Data supplied —
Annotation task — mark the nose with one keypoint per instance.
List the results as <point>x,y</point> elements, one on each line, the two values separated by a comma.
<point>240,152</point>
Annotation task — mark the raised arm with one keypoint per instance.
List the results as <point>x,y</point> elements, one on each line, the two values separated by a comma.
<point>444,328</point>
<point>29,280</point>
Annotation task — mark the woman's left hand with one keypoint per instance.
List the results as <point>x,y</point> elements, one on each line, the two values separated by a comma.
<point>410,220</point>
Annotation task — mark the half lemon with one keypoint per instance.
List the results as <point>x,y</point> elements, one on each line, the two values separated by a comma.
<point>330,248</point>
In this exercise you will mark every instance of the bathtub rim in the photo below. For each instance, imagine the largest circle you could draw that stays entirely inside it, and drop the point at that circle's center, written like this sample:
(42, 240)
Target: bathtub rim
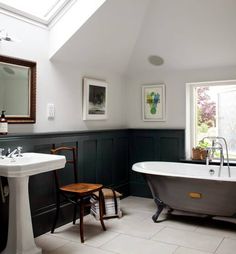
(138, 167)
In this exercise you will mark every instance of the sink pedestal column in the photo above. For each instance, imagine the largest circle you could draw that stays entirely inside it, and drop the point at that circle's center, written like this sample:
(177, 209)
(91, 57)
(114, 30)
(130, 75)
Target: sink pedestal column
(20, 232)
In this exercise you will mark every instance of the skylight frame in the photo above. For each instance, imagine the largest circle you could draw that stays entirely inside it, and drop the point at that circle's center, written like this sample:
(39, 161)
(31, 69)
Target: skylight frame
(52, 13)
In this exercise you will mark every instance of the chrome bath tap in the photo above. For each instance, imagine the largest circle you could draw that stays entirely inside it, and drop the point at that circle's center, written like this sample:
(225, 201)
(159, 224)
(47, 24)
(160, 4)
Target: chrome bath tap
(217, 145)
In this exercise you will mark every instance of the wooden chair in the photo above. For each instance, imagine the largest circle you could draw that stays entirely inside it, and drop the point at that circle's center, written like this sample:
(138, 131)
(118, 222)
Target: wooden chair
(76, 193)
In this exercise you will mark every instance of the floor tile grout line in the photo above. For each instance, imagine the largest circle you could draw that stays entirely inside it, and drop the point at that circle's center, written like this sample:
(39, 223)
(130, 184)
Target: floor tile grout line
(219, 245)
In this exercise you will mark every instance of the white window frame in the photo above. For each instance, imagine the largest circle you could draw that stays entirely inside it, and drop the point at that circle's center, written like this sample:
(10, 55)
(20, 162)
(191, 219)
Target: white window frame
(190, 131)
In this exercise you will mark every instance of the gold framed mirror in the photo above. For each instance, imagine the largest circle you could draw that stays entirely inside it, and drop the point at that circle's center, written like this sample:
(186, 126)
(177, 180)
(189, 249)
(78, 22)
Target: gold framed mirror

What is being asked — Without including any pictures, reproduce the listing exactly.

Answer box —
Annotation task — mark the nose with one keypoint per instance.
List the results as <point>x,y</point> elements, one on each line, the two values separated by a comma.
<point>240,152</point>
Annotation task — mark the raised arm with one keypoint per instance.
List the results as <point>x,y</point> elements, one on each line, the two values separated by a comma.
<point>444,328</point>
<point>29,280</point>
Annotation task — mark the woman's left hand with one keypoint per instance.
List the results as <point>x,y</point> elements, one on each line, the two values separated by a comma.
<point>410,220</point>
Annotation task — mark the half lemon with one keypoint per instance.
List the results as <point>x,y</point> elements, one on each line, the two values separated by a comma.
<point>330,248</point>
In this exercise you will mark every instance of the bathtub rim in the photo below. For each instance, imagine the largest circle you could draw that stays entirely inside it, and drop the point at that circle's center, written like this sample:
(42, 240)
Target: bathtub rim
(138, 167)
In this exercise you will mark every instance of the sink pedestal column in the photo above. For each instance, imagine the largest circle you could draw that stays entirely inside it, and drop the point at that circle's center, written like this sample:
(177, 209)
(91, 57)
(114, 30)
(130, 75)
Target: sink pedestal column
(20, 232)
In this exercise you will mark every instance of the skylight frame in the photo above. For each instance, imagine the largest circle you could draw that stays entirely inside it, and drop the point at that circle's center, written like this sample:
(39, 161)
(31, 69)
Target: skylight frame
(52, 13)
In this exercise you will mark every instance of the chrome bath tap in the photo above. For each instance, imagine the largest circle you could draw that stays entirely inside it, and drop the point at that circle's center, written like this sample:
(225, 201)
(159, 224)
(47, 24)
(160, 4)
Target: chrome bath tap
(217, 145)
In this exercise you will mark every instance of the wooden chair in the photo above. For each instance, imagine the largest circle you could draw that stays entirely inside it, and drop the point at that circle's center, written like this sample:
(138, 131)
(118, 222)
Target: wooden chair
(76, 193)
In this exercise you will mark every instance of the floor tile grout line in the photo above. For each instance, imagine the largest circle you could draw that stays entirely inside it, and drop the point at that circle's center, written like this sample:
(39, 223)
(130, 184)
Target: floor tile grout line
(219, 245)
In this exercise you will mark every instance of the white window frame in the photo above. For each instance, imagine the largest circle you could draw that stays entirely inside it, and drop the point at that circle's center, written like this sample:
(10, 55)
(20, 162)
(191, 219)
Target: white window frame
(190, 131)
In this exercise you will mark every instance of the gold framed mirror in the photo above. For each instance, imagine the largest circle you could draw that stays entirely inside it, and drop the point at that circle's center, written like this sample:
(186, 126)
(177, 180)
(189, 249)
(78, 22)
Target: gold framed mirror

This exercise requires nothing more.